>> Start
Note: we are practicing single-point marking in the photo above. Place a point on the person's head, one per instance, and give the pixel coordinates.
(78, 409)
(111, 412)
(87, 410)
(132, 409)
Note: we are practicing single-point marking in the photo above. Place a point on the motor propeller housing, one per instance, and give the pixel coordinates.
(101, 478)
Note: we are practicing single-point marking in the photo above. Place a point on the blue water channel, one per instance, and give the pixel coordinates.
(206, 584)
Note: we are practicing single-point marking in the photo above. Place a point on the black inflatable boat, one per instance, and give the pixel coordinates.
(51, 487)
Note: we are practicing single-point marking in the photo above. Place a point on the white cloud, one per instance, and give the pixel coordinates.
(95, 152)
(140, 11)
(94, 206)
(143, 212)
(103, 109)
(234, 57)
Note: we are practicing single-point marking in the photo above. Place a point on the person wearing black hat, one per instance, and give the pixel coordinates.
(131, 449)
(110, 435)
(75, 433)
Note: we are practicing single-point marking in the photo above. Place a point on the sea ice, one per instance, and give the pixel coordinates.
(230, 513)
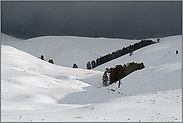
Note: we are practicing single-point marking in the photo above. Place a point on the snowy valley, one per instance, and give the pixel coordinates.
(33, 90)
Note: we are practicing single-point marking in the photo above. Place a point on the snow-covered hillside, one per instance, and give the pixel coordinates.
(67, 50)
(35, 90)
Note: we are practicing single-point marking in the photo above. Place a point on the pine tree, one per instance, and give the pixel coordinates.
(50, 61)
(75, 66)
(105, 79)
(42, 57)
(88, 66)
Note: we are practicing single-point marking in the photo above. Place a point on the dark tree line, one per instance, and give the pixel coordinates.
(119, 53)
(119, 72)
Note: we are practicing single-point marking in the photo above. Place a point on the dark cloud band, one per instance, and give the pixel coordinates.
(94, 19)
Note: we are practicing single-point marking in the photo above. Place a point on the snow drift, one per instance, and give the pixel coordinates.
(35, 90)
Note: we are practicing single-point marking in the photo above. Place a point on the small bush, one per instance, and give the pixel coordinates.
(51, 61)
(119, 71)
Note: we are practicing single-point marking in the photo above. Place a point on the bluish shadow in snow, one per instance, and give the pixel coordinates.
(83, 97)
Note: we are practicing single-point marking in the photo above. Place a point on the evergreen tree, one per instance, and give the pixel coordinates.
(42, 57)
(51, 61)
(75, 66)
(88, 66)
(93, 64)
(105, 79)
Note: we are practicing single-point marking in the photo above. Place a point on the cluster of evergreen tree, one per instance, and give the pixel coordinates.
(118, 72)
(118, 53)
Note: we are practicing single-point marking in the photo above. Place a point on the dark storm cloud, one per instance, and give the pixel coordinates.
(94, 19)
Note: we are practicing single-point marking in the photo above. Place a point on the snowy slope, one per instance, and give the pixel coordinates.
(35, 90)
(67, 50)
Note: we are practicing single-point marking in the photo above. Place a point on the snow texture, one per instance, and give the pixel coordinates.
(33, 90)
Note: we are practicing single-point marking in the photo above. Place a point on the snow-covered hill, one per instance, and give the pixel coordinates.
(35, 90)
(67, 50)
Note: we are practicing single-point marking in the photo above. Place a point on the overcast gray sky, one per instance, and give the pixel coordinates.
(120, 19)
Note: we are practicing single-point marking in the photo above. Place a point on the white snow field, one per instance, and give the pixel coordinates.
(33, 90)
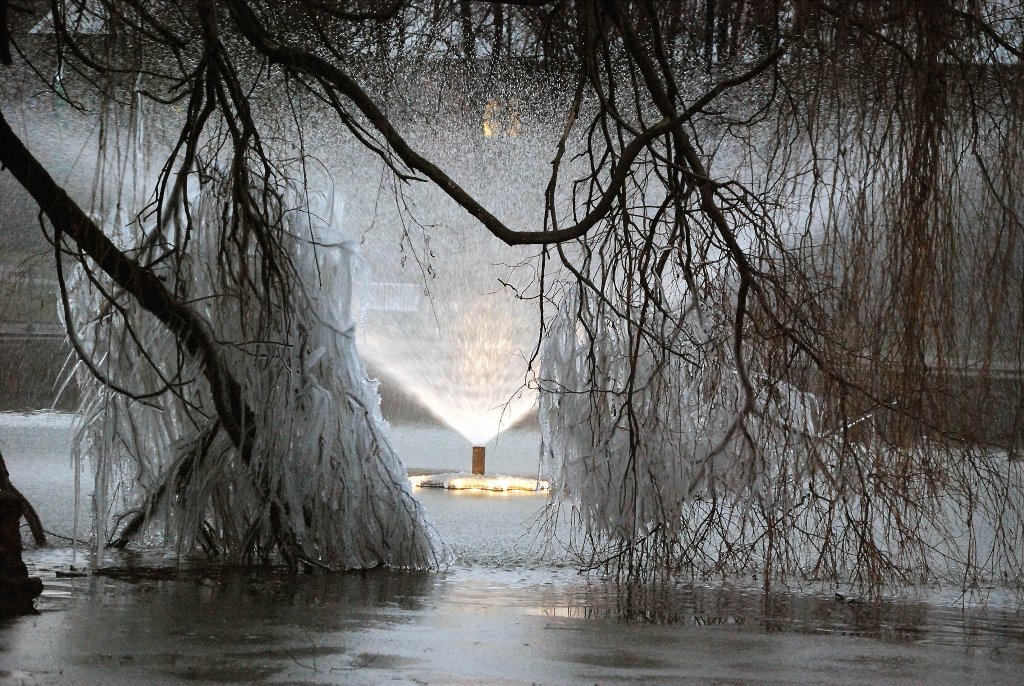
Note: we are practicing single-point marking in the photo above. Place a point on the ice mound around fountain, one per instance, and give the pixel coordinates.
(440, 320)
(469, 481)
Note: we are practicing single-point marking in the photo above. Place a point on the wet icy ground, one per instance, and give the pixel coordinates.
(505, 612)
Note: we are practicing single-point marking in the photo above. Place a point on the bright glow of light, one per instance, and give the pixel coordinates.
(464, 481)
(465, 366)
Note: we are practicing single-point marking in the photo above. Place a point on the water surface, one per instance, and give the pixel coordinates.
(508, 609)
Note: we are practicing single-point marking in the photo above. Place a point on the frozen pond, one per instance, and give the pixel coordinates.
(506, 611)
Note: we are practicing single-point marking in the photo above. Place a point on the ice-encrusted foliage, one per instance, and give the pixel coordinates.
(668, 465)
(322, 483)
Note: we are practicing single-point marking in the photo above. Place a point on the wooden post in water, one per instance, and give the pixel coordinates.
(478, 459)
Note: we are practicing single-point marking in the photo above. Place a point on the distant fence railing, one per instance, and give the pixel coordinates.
>> End
Please duplicate the rows above exactly as they appear, leaving out the pictures.

◆ RESPONSE TO THE TASK ◆
Note: we are practicing single-point marking in the photo above. Place a point on the person's head, one per instance, and give the pixel coordinates.
(78, 409)
(111, 412)
(87, 410)
(132, 409)
Note: we are practicing single-point marking in the photo above. Place a point on the motor propeller housing, one per instance, and give the pixel coordinates.
(101, 478)
Note: we are practicing single-point marking in the photo above. Place a point on the blue water channel, one per instance, and give the pixel coordinates.
(206, 584)
Note: we are practicing single-point marking in the photo above. Place a point on the black inflatable boat, one per instance, and give the pixel coordinates.
(51, 487)
Note: we are practicing single-point marking in the photo above. Place a point on the white cloud, one per instance, and give the pixel coordinates.
(95, 152)
(140, 11)
(94, 206)
(143, 212)
(103, 109)
(234, 57)
Note: we are practicing single-point marking in the photo above. Place a point on the person wearing black hat, one per instance, and give the pixel coordinates.
(131, 449)
(110, 435)
(75, 433)
Note: we are practicing single-point marking in the photo above. Place a point on the sea ice, one per instance, and give the pixel coordinates.
(230, 513)
Note: we are practicing single-point marking in the photo above. Place a point on the snowy valley, one per instance, and give the pixel coordinates.
(33, 90)
Note: we are practicing single-point marking in the photo above. Place a point on the snow-covered hillside, one per instance, and give the pixel coordinates.
(67, 50)
(35, 90)
Note: we are practicing single-point marking in the photo above. Place a point on the pine tree, one per instance, and give the pixel coordinates.
(50, 61)
(75, 66)
(105, 79)
(42, 57)
(88, 66)
Note: we are practicing single-point marking in the photo above. Place a point on the dark tree line, one per instance, and give the pixel coordinates.
(119, 53)
(119, 72)
Note: we are practicing single-point marking in the photo above. Place a point on the dark cloud band, one per instance, and give the pixel coordinates.
(94, 19)
Note: we are practicing single-point marking in the photo above. Place a point on the snow drift, one per instance, and give the pixel coordinates.
(35, 90)
Note: we are practicing single-point marking in the photo above. Place a point on the small bush, one per instance, and give the pixel coordinates.
(51, 61)
(119, 71)
Note: we are practicing single-point marking in the photo above. Place a point on the bluish shadow in snow, one per instance, and give the pixel coordinates.
(83, 97)
Note: we are practicing single-point marking in the photo above. Place a point on the evergreen tree, one per instance, and give the pixel coordinates.
(42, 57)
(51, 61)
(75, 66)
(88, 66)
(93, 64)
(105, 79)
Note: we are practicing single-point marking in the photo above. Place a point on the cluster of evergreen tree, one per instance, and give the pixel coordinates.
(118, 72)
(118, 53)
Note: we are practicing single-point marking in the photo above. Place a point on the dark storm cloud, one per instance, and give the pixel coordinates.
(94, 19)
Note: we are practicing single-point marking in the photo above. Place a point on the snowy slope, one per instance, and give the pixel coordinates.
(35, 90)
(67, 50)
Note: we are practicing single-point marking in the photo above. Place a point on the snow texture, one per instance, and give the pixel coordinates.
(33, 90)
Note: we are practicing single-point marking in the photo above. Place a point on the snow-covered hill, one per instance, and give the pixel coordinates.
(35, 90)
(67, 50)
Note: we are practicing single-point marking in the photo above. Place a point on the overcast gray sky, one per instance, and give the pixel coordinates.
(120, 19)
Note: we are practicing single-point marking in the photo above. Place a point on the white snow field, one per instance, and give the pixel coordinates.
(33, 90)
Note: we are practicing single-point marking in the photo above. Place a point on the ice mound around fountain, one per instance, and give the pixel coordinates.
(440, 320)
(469, 481)
Note: we are practicing single-point marking in the photo above. Place a point on the wet icy ground, one per instance, and give the pixel coordinates.
(505, 612)
Note: we are practicing single-point marking in the photo above. Place a point on the bright glow of light, one per instance, and give the pixel coordinates.
(464, 481)
(465, 366)
Note: we are practicing single-point marking in the photo above. Place a point on the water surface, one per instance, and give the pixel coordinates.
(508, 609)
Note: we are practicing single-point marking in the photo above. Place a point on the frozen pond, one per instance, and give the pixel coordinates.
(506, 611)
Note: we are practicing single-point marking in the photo above. Place a point on the ice-encrusted foliage, one per instance, and give the pixel coordinates.
(668, 465)
(322, 483)
Note: we are practicing single-point marking in the photo above. Place a point on the wooden post in water, one per instance, and give the pixel coordinates.
(478, 459)
Note: we are practicing single-point marking in the photo above. Place a point on the distant fence railing, one per instance, and give the pixel coordinates.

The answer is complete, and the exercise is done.